TASK DIRECTIONS
In the interview with David Campbell, reproduce word for word the passage from "What drew you" to "was quite young.".

EXCERPT PROVIDED
## begin

It is rare to meet a man as interesting as David Campbell; rarer still to be given access to his rich and vibrant history. But Minstrel Heart, David’s memoir, gives you the opportunity to join David on a journey through his childhood in wartime Fraserburgh, to a holiday job with a life-changing conclusion, through a pivotal role as a BBC radio producer, and finally to his international career as an acclaimed storyteller.  

We sat down with David one afternoon to discuss Minstrel Heart, love, poets and storytelling, and the exhilarating adventures that have shaped his life. 

What drew you to storytelling? 

I think I was born a storyteller. When I was very little, maybe two or three, my aunt came to visit our house when my mother was ill, and I was incessantly telling her stories. And then, when I was a little older, I was always organising performances. So, I always was captivated by stories and poetry, even when I was quite young. 

Were there particular stories that you liked to tell?

When I reached an age that I liked reading, I was in love with Tom Sawyer and Huckleberry Finn – the rebel characters. Then, of course, at that age, we were also reading Richmal Compton’s ‘Just William’ – they were bandits and outlaws.  

When I was about 12, I also had a gang, and the gang had a quarry. It was amazing – paradise! We not only built huts, but had Olympic games, performances. They would sit in the hut, and I would sit at the fire, some distance away, and I would tell stories – I’d have been 12. So, I was telling stories, some I’d read and some I invented. Then at school, I loved debating and drama club.

## end

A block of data

## begin

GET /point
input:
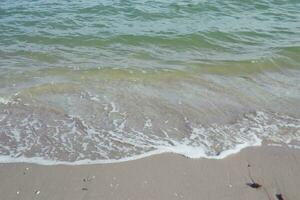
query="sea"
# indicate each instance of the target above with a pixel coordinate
(105, 81)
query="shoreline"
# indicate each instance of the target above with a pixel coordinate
(163, 176)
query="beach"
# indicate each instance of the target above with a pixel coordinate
(165, 176)
(149, 100)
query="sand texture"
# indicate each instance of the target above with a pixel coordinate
(166, 176)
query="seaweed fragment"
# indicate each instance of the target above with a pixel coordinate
(279, 196)
(253, 184)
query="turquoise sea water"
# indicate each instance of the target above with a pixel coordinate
(110, 80)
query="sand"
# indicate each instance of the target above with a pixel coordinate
(166, 176)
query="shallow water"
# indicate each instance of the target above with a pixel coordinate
(108, 81)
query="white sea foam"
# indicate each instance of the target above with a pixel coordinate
(77, 141)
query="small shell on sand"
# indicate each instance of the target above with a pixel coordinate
(37, 192)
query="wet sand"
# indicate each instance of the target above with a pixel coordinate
(166, 176)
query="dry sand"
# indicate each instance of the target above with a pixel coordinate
(166, 176)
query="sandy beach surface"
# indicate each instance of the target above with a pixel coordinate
(166, 176)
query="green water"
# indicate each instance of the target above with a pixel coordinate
(102, 80)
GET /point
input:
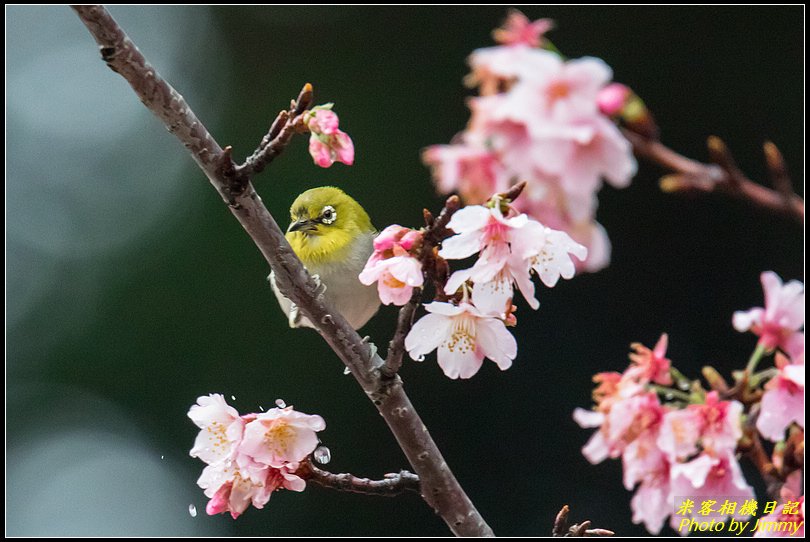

## end

COMPLETE RESPONSE
What drew you to storytelling? 

I think I was born a storyteller. When I was very little, maybe two or three, my aunt came to visit our house when my mother was ill, and I was incessantly telling her stories. And then, when I was a little older, I was always organising performances. So, I always was captivated by stories and poetry, even when I was quite young.